## Trecho da página
######
E isso é o que Nietzsche vê como a raiz de muitos dos erros da filosofia. É o que nos faz considerar a razão humana como prevalente sobre os instintos humanos. Certamente seria reconfortante se as pessoas fossem lógicas o suficiente para serem previsíveis e razoáveis, então acreditamos nisso, independentemente de ser verdade ou não. Poderíamos realmente enfrentar um mundo onde todas as pessoas mais poderosas do planeta, com acesso a armas de destruição inimaginável, no fundo não são racionais, mas instintivas e emocionais? É o que nos faz sonhar com conceitos como certo e errado e elogiar os métodos dialéticos de Sócrates. Um mundo onde a moralidade e a dialética reinam seria muito mais fácil de entender do que um que é caótico e arbitrário, onde o bem e o mal não existem e ninguém tem qualquer razão para ouvir nossos argumentos. Então, nos apegamos a esses conceitos como o brinquedo de conforto favorito de uma criança. Longe de sermos exploradores desapaixonados da verdade, somos seres aterrorizados tentando fazer sentido de uma existência onde tanto está além de nossa compreensão. E Nietzsche acha que devemos enfrentar esse fato.

Essa crítica atinge o cerne do que Nietzsche vê como a falha fatal da filosofia, pelo menos antes de sua chegada. Os filósofos estão envolvidos em uma ilusão coletiva de que a humanidade, e por extensão, eles próprios, são capazes de ter uma visão objetiva da vida e que podem se desvencilhar de suas neuroses, preconceitos e ideologias individuais ao se engajarem no pensamento filosófico. Nietzsche diz que tal posição não é apenas falsa, mas ridícula. Como mencionado antes, ele pensa que a visão de um filósofo sobre o mundo diz tanto sobre ele quanto sobre o objeto de sua investigação filosófica. E essa crítica não se aplica apenas aos filósofos. Qualquer um que se iluda pensando que sua formação psicológica particular não desempenha um papel em seu pensamento está pronto para a crítica nietzschiana.
######
## Itens fornecidos
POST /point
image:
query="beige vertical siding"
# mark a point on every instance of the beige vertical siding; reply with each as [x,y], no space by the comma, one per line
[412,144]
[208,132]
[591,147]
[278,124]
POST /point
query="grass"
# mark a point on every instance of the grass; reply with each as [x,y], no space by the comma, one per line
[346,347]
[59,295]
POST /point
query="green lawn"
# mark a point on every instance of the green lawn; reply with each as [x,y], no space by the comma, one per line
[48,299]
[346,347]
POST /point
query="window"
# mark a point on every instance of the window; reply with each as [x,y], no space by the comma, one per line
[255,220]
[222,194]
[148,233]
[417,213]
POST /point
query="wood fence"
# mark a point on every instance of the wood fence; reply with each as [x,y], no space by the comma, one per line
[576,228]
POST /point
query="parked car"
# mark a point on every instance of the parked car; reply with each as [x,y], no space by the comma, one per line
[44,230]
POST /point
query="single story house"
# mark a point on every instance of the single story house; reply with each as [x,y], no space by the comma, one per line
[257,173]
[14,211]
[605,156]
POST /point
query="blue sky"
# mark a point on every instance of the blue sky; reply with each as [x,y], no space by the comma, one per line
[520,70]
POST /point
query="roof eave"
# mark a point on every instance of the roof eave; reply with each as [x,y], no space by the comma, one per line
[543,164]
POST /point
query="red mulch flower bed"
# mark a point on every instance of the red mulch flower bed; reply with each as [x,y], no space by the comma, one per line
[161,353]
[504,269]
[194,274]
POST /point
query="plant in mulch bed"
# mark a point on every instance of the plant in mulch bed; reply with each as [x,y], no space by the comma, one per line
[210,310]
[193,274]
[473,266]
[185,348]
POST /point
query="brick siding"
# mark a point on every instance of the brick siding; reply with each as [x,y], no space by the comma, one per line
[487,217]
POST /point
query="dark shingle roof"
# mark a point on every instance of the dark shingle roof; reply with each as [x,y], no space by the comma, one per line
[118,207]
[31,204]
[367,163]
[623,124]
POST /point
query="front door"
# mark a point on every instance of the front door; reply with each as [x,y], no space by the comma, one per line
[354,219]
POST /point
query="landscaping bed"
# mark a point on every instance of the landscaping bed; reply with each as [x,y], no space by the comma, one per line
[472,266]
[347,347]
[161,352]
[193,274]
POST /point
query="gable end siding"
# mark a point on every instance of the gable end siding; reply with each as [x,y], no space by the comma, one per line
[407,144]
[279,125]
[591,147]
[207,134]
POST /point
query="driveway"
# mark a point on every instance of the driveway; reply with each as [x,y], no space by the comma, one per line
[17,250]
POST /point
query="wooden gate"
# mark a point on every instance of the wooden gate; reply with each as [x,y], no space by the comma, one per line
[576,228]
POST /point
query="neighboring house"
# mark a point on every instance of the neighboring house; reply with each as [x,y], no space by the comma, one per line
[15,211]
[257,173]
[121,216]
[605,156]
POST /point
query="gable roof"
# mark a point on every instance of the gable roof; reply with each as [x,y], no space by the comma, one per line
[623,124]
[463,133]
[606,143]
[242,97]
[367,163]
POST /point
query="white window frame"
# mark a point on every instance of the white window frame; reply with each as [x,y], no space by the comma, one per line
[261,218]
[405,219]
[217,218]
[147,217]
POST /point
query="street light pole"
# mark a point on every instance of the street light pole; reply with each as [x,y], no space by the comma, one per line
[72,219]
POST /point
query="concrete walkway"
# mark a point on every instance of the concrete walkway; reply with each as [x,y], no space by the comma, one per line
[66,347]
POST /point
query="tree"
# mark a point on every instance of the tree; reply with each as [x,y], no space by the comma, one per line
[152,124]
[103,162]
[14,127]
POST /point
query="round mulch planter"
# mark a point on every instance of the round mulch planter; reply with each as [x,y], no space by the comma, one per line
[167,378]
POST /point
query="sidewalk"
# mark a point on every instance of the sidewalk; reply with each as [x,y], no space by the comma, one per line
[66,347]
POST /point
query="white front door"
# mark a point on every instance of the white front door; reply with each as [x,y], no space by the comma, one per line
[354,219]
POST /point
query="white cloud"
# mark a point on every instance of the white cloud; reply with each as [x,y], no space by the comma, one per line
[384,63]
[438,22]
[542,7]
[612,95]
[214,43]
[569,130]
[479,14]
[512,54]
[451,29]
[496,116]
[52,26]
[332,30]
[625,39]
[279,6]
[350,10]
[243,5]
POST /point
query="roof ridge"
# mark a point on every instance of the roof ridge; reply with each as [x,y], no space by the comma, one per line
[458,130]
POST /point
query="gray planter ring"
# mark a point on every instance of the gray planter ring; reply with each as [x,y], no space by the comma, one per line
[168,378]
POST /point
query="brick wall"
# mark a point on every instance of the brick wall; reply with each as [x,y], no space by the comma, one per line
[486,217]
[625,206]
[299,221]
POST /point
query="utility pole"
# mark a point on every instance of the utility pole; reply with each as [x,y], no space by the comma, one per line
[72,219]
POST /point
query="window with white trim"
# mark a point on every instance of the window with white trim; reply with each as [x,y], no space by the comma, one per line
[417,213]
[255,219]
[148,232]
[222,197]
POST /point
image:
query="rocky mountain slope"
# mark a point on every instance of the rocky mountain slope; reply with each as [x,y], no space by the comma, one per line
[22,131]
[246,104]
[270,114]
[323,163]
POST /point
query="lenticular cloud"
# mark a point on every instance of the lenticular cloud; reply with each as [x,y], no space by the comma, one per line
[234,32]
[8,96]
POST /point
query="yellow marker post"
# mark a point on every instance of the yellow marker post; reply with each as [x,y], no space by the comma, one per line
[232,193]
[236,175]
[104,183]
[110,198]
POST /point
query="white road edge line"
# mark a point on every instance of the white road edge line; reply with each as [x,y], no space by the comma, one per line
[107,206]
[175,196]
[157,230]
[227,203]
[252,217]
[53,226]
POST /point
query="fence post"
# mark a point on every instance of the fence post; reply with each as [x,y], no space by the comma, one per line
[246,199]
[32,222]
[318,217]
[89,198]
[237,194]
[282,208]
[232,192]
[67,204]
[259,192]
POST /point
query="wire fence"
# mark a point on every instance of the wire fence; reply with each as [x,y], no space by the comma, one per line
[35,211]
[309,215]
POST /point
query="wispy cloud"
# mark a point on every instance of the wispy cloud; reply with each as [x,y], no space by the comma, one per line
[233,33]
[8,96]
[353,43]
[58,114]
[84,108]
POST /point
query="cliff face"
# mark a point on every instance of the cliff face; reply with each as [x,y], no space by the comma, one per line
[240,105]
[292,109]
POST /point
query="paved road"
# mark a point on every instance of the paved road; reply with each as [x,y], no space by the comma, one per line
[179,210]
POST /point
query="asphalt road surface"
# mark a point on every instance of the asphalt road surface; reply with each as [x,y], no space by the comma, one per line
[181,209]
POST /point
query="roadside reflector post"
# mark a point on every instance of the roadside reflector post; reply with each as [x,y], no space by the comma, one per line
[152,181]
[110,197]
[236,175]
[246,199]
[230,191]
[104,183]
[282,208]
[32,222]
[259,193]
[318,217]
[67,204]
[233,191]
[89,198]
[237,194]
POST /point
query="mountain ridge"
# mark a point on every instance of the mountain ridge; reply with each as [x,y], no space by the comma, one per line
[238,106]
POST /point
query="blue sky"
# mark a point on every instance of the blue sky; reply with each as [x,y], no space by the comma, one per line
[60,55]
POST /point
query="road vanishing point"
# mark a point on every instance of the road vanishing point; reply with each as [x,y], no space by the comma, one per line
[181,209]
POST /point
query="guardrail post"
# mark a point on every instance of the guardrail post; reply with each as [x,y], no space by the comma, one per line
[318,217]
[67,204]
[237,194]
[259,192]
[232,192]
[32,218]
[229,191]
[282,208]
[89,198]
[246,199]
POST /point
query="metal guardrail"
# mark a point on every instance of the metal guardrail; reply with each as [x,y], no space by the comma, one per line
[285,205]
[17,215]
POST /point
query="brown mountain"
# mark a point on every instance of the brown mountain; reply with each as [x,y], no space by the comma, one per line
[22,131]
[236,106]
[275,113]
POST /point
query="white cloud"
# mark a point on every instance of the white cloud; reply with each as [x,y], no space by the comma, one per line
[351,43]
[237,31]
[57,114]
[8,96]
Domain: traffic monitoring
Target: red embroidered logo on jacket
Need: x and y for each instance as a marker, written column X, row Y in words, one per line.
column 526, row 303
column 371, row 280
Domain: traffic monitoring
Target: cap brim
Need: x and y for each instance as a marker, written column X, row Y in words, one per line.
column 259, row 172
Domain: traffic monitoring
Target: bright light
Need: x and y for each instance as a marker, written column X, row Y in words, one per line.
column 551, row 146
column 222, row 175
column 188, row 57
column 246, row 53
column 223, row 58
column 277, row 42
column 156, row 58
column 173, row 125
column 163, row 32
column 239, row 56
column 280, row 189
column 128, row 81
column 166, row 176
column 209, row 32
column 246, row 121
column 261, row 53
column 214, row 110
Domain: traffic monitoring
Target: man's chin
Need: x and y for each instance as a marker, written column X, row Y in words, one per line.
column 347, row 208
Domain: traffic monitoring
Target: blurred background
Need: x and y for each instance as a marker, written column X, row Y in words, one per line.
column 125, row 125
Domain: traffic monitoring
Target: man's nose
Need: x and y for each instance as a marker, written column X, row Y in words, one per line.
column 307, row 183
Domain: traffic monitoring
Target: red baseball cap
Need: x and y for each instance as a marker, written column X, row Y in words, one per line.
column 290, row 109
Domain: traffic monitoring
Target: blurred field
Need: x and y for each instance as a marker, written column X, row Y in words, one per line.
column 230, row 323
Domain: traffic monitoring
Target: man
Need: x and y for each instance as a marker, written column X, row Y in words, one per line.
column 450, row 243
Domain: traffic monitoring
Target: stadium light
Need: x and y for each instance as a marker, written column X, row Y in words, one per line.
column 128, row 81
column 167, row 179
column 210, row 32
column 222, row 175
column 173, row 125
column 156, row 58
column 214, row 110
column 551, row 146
######
## Tarefa proposta A
Redigite o trecho sobre Nietzsche entre "Essa crítica atinge" e "a crítica nietzschiana.", inclusive.
## Tarefa proposta B
No trecho sobre Nietzsche, como ele qualifica a posição de que os filósofos conseguem ter uma visão objetiva da vida?
## Tarefa proposta C
Dê continuidade ao texto sobre a crítica de Nietzsche aos filósofos a partir da última frase apresentada.

## Área de resposta A
Essa crítica atinge o cerne do que Nietzsche vê como a falha fatal da filosofia, pelo menos antes de sua chegada. Os filósofos estão envolvidos em uma ilusão coletiva de que a humanidade, e por extensão, eles próprios, são capazes de ter uma visão objetiva da vida e que podem se desvencilhar de suas neuroses, preconceitos e ideologias individuais ao se engajarem no pensamento filosófico. Nietzsche diz que tal posição não é apenas falsa, mas ridícula. Como mencionado antes, ele pensa que a visão de um filósofo sobre o mundo diz tanto sobre ele quanto sobre o objeto de sua investigação filosófica. E essa crítica não se aplica apenas aos filósofos. Qualquer um que se iluda pensando que sua formação psicológica particular não desempenha um papel em seu pensamento está pronto para a crítica nietzschiana.

## Área de resposta B
Ele diz que essa posição não é apenas falsa, mas ridícula.

## Área de resposta C
E é aqui que Nietzsche se revela tanto como um dos maiores críticos do Iluminismo quanto talvez seu seguidor mais ardente. Sua crítica aqui claramente desestabiliza a visão de realidade herdada do empirismo do Iluminismo, de que o mundo está lá fora e podemos fazer julgamentos objetivos sobre ele. Mas faz isso não criticando uma visão naturalista do mundo, mas sim encorajando-nos a levá-la aos seus extremos. Ele pensa que, implicitamente, os filósofos tendem a ver o mundo como um objeto natural para explorarmos enquanto permanecemos investigadores objetivos quase espirituais que podem mantê-lo à distância enquanto construímos nossas teorias. Mas Nietzsche aponta que nós também somos objetos naturais com nossas próprias limitações e preconceitos. Então, quando estamos elaborando nossas teorias sobre filosofia e natureza, devemos fazê-lo com um olho firmemente fixado em nós mesmos, perguntando que tipo de peculiaridades psicológicas estão influenciando nossa visão do mundo.

Se o Iluminismo roubou do mundo exterior sua espiritualidade e o trouxe de volta à realidade material, Nietzsche faz o mesmo conosco. Ele tira nossas ilusões de grandeza, de pura lógica e objetividade fria, e nos apresenta o que somos: criaturas naturais tentando lidar com um universo que é grandioso, inquietante e indiferente. Todos os nossos esforços de filosofia, ciência e religião devem ser examinados sob essa lente. Contrariamente à crença popular, isso não é uma crítica ao naturalismo, mas sim um desenvolvimento dele. Nos encoraja a nos derrubar de nossos pedestais e nos trazer de volta ao contato direto com a Terra. Podemos continuar a nos engajar em todas as investigações que quisermos e, de fato, teremos que fazer isso se quisermos sobreviver e nos desenvolver como espécie, mas podemos agora fazê-lo com um autoconhecimento renovado. Às vezes, passamos tanto tempo sem olhar no espelho que começamos a confundir nossos olhos com os de um Deus.